Turn the data below into a numbered list with one entry per line, and skip any blank lines.

[Position identification records]
══════════════════════════════

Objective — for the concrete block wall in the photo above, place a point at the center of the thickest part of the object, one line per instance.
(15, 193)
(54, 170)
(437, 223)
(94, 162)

══════════════════════════════

**WRITTEN SOLUTION:**
1. Objective — for the concrete block wall in the photo above, place a point at the center of the thickest part of the object, one line per instance.
2. (15, 193)
3. (54, 170)
4. (437, 223)
5. (94, 162)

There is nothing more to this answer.